## Problem requirements
Rewrite the material from the line containing "For the benchmark, point to the blue surgical" through the end, putting "x-y coordinates" in place of every "pixel coordinates" and leaving everything else unchanged.

## Dataset
>> Begin

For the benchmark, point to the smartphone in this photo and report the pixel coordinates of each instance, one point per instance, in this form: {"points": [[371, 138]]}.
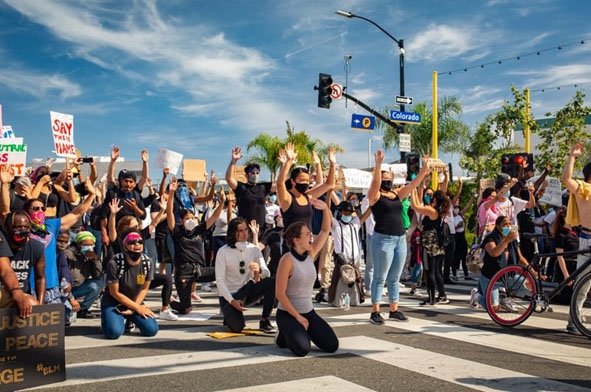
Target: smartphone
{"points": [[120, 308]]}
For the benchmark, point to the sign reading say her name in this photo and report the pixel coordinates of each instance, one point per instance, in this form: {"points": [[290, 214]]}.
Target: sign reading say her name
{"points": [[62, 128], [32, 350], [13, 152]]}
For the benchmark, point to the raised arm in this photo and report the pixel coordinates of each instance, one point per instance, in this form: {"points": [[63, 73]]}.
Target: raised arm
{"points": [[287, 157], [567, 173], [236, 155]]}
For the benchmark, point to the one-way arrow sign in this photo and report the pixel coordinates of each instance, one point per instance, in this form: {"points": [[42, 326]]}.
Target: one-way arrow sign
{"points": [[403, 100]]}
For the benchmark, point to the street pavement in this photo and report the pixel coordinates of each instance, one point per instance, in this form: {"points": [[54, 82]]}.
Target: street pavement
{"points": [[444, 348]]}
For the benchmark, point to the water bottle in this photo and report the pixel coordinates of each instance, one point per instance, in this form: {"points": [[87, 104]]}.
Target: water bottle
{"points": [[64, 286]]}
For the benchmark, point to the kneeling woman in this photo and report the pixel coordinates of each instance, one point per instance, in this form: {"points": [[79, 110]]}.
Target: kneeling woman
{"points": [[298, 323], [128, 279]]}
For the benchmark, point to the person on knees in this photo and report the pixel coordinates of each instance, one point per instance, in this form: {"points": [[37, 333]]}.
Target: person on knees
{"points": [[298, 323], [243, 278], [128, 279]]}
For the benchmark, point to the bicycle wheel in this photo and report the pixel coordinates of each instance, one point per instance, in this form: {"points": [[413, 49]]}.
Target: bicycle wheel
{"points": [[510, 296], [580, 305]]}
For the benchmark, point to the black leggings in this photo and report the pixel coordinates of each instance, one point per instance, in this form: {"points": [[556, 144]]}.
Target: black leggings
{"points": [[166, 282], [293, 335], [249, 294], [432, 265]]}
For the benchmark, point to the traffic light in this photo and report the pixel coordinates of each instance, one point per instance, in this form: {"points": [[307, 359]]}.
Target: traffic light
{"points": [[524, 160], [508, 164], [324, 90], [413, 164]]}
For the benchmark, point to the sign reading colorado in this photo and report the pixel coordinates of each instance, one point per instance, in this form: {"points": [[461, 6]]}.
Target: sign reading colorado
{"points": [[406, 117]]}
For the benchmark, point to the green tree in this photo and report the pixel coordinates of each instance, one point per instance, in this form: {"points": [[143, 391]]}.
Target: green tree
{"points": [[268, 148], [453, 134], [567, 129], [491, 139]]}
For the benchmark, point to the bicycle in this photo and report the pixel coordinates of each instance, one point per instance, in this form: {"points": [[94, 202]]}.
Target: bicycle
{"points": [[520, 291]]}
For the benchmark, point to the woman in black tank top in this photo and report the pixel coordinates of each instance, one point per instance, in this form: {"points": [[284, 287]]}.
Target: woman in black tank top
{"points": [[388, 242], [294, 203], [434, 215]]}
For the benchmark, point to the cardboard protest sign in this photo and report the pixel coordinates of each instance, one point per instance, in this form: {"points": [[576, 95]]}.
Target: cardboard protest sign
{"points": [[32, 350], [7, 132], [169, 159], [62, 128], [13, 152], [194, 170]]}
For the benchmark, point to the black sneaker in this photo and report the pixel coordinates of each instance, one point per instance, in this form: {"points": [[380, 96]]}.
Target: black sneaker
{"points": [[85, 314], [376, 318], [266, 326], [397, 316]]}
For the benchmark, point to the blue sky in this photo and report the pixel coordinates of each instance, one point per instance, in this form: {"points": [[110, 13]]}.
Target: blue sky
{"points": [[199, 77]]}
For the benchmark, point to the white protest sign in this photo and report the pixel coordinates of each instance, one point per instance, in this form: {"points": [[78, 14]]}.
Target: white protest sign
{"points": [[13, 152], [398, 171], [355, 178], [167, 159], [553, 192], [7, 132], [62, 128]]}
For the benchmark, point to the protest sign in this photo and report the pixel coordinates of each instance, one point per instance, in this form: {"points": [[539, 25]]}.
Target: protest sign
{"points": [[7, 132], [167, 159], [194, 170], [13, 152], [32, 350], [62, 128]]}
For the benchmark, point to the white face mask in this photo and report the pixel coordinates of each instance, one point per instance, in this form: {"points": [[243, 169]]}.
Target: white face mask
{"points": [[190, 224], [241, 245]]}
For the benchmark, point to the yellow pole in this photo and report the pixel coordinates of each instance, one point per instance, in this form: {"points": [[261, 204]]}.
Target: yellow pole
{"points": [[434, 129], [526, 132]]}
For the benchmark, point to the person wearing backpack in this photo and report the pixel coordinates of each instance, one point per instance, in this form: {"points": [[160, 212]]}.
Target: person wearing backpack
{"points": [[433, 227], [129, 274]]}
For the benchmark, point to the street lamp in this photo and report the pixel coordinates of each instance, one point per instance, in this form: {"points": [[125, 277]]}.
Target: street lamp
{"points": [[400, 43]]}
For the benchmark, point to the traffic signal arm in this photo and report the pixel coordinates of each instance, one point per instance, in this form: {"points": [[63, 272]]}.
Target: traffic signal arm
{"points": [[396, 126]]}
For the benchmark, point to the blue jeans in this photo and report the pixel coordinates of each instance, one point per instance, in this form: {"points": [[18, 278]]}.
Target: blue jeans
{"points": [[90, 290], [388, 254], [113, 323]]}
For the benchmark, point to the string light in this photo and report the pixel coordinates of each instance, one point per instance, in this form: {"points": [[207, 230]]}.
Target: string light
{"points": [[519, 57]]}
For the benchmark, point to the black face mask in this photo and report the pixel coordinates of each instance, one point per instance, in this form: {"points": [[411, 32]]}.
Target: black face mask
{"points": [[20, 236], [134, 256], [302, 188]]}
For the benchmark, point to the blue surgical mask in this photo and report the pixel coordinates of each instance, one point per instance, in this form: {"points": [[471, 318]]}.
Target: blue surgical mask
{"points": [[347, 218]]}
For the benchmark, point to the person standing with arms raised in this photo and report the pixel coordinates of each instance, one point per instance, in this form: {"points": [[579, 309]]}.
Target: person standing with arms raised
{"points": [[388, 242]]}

>> End

## Result
For the benchmark, point to the blue surgical mask in this photo and report the x-y coordinates of each instance, one point per instance, in this form: {"points": [[471, 318]]}.
Target: blue surgical mask
{"points": [[347, 218]]}
For the benchmark, point to the person standing with arms raised in this photo and report the x-y coordinates of each instance, one point per instance, in this form: {"points": [[579, 309]]}.
Target: person standing with arms raised
{"points": [[388, 242]]}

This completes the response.